▸ Text shown
==*==
Typically all visitors arrive in this country through Tashkent international airport and a good first impression is NOT what this airport is famous for. Absolutely disorganized lines, two-three passport control officers in tiny arrivals hall, very slow customs that seem to pick on every local who arrives back from abroad. Granted, they bring a ton of stuff with them, and customs gets very "excited" when they seen a Moscow arrival. You'd need to fill out customs papers on arrival and please keep that precious document with you until you leave the country. Make certain you declare everything valuable you bring in the country and be particularly careful about cash. Under no circumstance you'll be allowed to leave Uzbekistan with more cash than you declared on arrival. Good thing, that airport and its reality is not what Uzbekistan is about. The country has its problems, but it's a very interesting place to explore.
This story started in Fergana valley, but the typical tourist route will take you west of Tashkent first.
First stop - Samarkand. One of three true gems you'll find in this country. You can get there by train, car or a daily flight from Tashkent, but I'd recommend the first two choices. 150 miles of a neat highway will get you to Samarkand, a now heavily restored and clean city with a 2500 years of history. Please visit one of many informative travel websites to read detailed stories about Samarkand (and all other places of interest) before you arrive. Your guide will overwhelm you with facts, so it's always good to prepare in advance. Read before you go! This will help appreciate the astonishing sights and you'll be glad you can recognize the names as you follow your guide's presentation along.
Once you've visited each and every mosque, mausoleum and market in Samarkand (this might take a couple of days), your trip will likely take you to Bukhara, a surprisingly different city! You'd expect the same but you'd be wrong! Architectural marvel and the best place to experience warm hospitality of locals. By the way, a few words about the people: they are poor, especially in the rural areas, but very friendly and treat each tourist as the most welcome guest. You will easily make friends with your guide, bus or car driver, hotel staff and each and every artist you'll meet in this country.
==*==
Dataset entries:

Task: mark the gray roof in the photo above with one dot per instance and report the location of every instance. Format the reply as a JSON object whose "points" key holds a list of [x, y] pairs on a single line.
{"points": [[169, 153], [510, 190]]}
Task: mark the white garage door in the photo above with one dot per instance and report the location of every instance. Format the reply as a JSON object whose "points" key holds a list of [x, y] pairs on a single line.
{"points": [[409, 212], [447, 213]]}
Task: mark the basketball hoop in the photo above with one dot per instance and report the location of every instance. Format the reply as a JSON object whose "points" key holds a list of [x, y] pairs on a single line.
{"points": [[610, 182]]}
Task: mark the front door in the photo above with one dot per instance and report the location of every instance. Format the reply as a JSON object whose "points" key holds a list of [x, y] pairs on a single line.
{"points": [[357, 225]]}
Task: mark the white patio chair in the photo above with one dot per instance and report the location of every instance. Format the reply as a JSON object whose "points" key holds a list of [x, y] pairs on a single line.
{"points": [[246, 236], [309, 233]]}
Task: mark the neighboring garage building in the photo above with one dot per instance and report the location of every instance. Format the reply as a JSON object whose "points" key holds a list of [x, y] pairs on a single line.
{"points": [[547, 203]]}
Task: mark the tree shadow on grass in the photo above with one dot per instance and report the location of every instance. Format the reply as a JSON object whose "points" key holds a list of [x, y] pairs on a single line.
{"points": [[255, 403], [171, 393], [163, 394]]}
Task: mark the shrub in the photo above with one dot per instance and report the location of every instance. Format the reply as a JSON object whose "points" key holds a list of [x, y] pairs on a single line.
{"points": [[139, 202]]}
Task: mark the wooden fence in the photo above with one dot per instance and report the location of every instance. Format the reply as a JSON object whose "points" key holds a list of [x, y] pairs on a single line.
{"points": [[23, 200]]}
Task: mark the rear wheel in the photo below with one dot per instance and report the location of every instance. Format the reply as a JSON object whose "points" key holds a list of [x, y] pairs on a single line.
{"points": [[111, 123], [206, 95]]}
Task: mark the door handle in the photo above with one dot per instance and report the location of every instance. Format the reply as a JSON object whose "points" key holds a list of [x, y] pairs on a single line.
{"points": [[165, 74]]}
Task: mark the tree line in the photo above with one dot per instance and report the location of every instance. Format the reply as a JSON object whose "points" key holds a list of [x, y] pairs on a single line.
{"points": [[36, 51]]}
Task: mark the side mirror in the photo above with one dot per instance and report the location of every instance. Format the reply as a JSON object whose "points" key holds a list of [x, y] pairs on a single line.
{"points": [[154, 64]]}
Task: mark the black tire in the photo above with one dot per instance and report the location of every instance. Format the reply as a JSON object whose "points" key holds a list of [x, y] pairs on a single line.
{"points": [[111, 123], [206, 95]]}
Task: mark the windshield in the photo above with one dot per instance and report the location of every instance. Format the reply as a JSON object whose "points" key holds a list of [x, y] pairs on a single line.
==*==
▸ Task objective
Continue the travel account of Uzbekistan from where it stops, after the sentence about making friends with artists. The dataset entries have nothing to do with this.

▸ Written response
In addition to two dozen of world class 2000 years old architectural monuments, Bukhara is famous for family run inns and bed & breakfasts. If you want a total immersion in the local culture, please stay in one of many private B&Bs/Inns. What they may be lacking in amenities (if compared to chain hotels), they make up easily with hospitality and service. Plus the food is great.
When you are done with Bukhara and still have a few days of your vacation left, never hesitate to head to Khiva - a true masterpiece of architecture, history and culture. You'd hate the road if you decide to drive, but the destination is totally worth it. Again, read about this place before you go (this website is a good example), and make sure you have your camera with you. You will be rewarded with living inside the walls of UNESCO world heritage site as one of the hotels used to be a religious school in 19th century!
The majority of tourists head back to Tashkent right after Khiva and a short flight would be a good choice. Uzbekistan has its own national airline and the airplanes are usually well maintained and comfortable.
If exotic and ancient cultures are your "thing" you'd be pleasantly surprised in Uzbekistan. Uzbekistan actually offers more than just historic monuments and 2000 years old cities. Eco-tourism is big and well supported, trekking is one of the best out there, you can even go skiing - but that's another story yet to be told.